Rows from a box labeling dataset
━━━━━━━━━━━━━━━━

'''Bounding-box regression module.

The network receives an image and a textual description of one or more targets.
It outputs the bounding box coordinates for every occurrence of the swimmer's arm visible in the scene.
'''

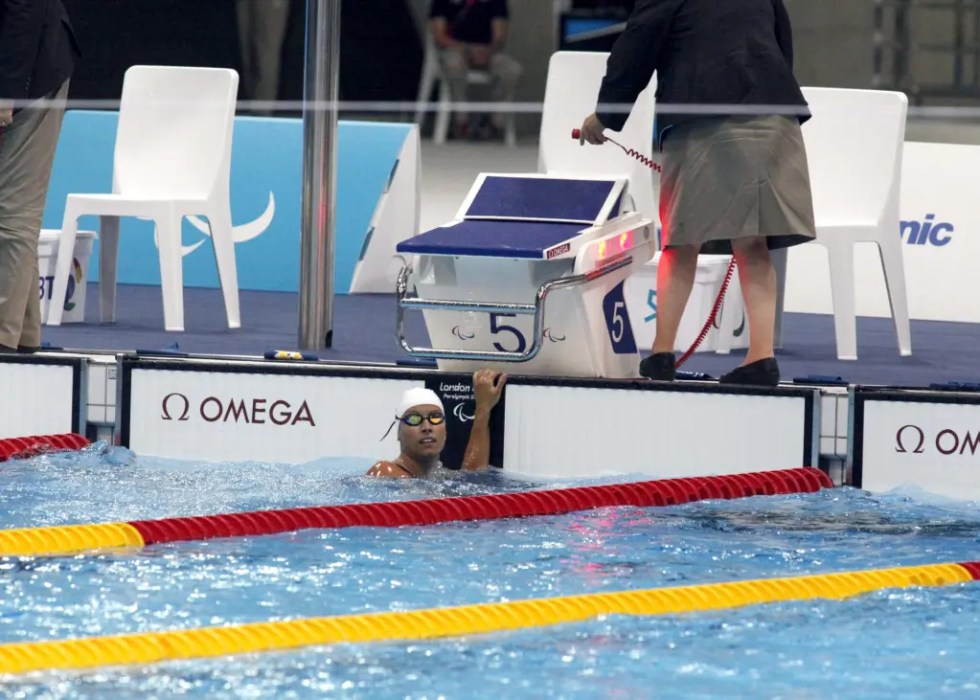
[367,460,411,479]
[461,369,507,472]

━━━━━━━━━━━━━━━━

» **THE PROBLEM**
Arrange every line of the listing as a Markdown table with the columns Row and Line, numbering the rows and skipping blank lines. Leave the pictures out of the answer.

» **SOLUTION TO THIS PROBLEM**
| Row | Line |
|---|---|
| 1 | '''Bounding-box regression module. |
| 2 | The network receives an image and a textual description of one or more targets. |
| 3 | It outputs the bounding box coordinates for every occurrence of the swimmer's arm visible in the scene. |
| 4 | ''' |
| 5 | [367,460,411,479] |
| 6 | [461,369,507,472] |